[Stored dataset items]
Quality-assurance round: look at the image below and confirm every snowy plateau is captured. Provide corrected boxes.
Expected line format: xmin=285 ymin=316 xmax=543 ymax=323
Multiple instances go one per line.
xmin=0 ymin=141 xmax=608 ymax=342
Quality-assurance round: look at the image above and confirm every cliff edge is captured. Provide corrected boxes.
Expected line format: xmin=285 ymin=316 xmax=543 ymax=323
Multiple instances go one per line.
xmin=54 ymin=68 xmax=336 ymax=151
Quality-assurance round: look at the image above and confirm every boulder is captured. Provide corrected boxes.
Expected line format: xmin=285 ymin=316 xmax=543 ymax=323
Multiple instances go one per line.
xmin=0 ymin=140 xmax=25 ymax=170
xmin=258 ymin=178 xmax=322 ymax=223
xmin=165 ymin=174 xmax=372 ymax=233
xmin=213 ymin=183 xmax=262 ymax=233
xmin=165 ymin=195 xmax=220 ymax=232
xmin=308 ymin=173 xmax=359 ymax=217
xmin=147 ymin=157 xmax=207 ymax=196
--
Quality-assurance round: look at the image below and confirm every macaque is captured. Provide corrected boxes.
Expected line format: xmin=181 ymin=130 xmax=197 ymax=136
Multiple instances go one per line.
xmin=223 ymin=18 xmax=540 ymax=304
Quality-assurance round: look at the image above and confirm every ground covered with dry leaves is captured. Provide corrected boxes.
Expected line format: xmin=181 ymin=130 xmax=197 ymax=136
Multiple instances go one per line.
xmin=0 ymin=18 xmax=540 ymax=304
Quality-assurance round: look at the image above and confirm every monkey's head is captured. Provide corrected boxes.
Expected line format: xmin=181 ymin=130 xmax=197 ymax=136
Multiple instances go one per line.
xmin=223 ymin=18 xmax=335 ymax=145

Problem details.
Please copy the lines of the records above word for word, starting with the line that contains "plateau is captured. Provide corrected boxes." and stopping after the line that contains "xmin=0 ymin=141 xmax=608 ymax=342".

Right answer.
Quality-assurance round: look at the image below and confirm every snowy plateau is captured. Provide corrected boxes.
Expected line format: xmin=285 ymin=316 xmax=543 ymax=323
Multiple instances go one per line.
xmin=0 ymin=141 xmax=608 ymax=342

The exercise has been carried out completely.